--- Provided material ---

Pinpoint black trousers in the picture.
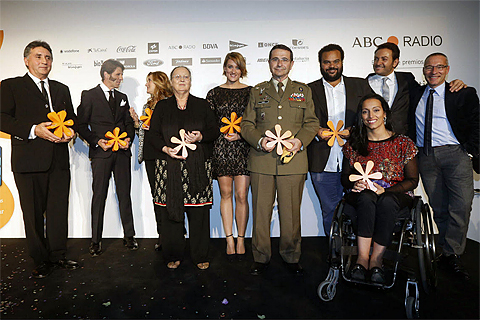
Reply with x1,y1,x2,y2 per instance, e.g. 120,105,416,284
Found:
157,205,210,264
145,160,162,235
345,190,413,246
14,151,70,265
92,152,135,242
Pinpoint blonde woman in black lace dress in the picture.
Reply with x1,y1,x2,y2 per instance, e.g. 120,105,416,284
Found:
207,52,251,261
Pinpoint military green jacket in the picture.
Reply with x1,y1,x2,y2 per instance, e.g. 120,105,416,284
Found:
240,79,319,175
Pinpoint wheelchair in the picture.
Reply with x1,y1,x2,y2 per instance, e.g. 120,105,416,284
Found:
317,196,437,319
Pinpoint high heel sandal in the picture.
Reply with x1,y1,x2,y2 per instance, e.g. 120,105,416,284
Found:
237,235,247,261
225,233,235,262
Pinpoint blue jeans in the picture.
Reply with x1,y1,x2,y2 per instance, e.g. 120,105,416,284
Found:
418,145,473,255
310,171,343,236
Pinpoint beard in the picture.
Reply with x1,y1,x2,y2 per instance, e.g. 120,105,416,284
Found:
320,66,343,82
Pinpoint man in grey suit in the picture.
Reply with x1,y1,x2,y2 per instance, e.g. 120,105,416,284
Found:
241,45,318,275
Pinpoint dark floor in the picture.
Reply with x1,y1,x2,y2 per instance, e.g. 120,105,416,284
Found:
0,237,480,319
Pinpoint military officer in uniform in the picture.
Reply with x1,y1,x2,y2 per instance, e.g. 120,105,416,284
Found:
241,44,319,275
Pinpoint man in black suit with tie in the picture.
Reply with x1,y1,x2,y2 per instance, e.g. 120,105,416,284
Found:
77,59,138,257
409,52,480,280
307,44,372,235
0,41,78,278
367,42,466,134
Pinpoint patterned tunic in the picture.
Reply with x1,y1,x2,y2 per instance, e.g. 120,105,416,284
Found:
343,135,418,187
206,87,252,178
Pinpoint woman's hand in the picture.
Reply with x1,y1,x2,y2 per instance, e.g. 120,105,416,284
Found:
352,180,368,192
223,132,241,142
185,131,203,143
373,182,385,195
162,146,186,160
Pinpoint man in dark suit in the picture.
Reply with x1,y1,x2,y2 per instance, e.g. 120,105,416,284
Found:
367,42,466,134
307,44,372,235
244,44,318,275
409,52,480,280
77,60,138,257
0,41,78,278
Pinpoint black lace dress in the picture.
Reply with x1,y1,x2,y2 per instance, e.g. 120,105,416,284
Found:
206,86,252,179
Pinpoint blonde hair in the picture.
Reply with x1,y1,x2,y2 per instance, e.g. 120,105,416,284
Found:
223,52,247,78
147,71,173,109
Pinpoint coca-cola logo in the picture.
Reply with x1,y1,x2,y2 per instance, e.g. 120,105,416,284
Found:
117,46,137,53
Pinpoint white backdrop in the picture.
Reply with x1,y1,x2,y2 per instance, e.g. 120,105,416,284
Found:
0,0,480,241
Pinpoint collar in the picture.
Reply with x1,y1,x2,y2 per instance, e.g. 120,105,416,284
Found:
27,71,50,86
425,81,445,97
322,76,345,89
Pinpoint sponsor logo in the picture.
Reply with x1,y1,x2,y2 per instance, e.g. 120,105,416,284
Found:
60,49,80,53
228,40,248,51
293,57,310,62
352,34,443,48
148,42,160,54
290,39,310,50
143,59,163,67
87,48,107,53
62,62,83,69
117,46,137,53
172,58,193,67
200,57,222,64
202,43,218,49
116,58,137,69
168,44,195,50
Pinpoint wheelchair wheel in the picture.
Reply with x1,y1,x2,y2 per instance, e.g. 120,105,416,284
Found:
317,280,337,302
415,204,437,294
405,297,420,319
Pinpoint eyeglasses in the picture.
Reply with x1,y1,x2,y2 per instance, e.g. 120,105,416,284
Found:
270,57,290,63
173,74,190,81
423,64,448,72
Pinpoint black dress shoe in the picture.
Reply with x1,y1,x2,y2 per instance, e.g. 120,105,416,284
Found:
32,261,56,279
350,263,367,281
155,235,162,251
123,237,138,250
287,262,303,276
56,259,80,270
440,254,470,280
88,242,102,257
370,267,386,284
250,262,268,276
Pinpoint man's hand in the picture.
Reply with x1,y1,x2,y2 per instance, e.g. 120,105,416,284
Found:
35,122,62,142
285,138,302,152
450,79,467,92
260,137,275,152
118,138,130,150
97,139,113,151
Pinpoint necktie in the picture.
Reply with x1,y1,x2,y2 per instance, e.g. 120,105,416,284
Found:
277,82,283,98
108,90,115,117
423,89,435,156
382,77,390,103
40,80,50,108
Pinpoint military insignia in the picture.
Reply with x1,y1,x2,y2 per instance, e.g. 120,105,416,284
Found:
288,93,305,102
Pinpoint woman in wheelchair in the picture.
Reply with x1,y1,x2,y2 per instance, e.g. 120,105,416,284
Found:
342,94,419,283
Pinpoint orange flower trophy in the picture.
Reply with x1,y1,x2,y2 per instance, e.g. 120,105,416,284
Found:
105,127,128,151
348,160,382,192
47,110,73,138
322,120,348,147
220,112,242,134
265,124,293,156
170,129,197,158
140,108,152,128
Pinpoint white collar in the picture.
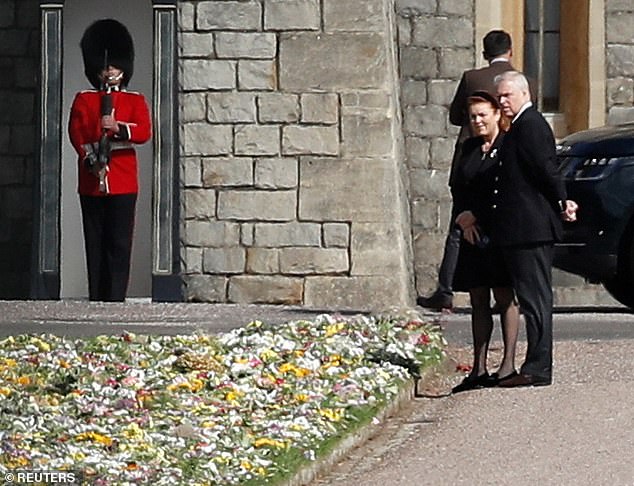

---

Please identify each line in the material above that contains the word "blonde", and copy those lines out in full.

Worked solution:
Pinpoint blonde woman in black lace dress in the picture.
Pinpoint blonde hair in the picture.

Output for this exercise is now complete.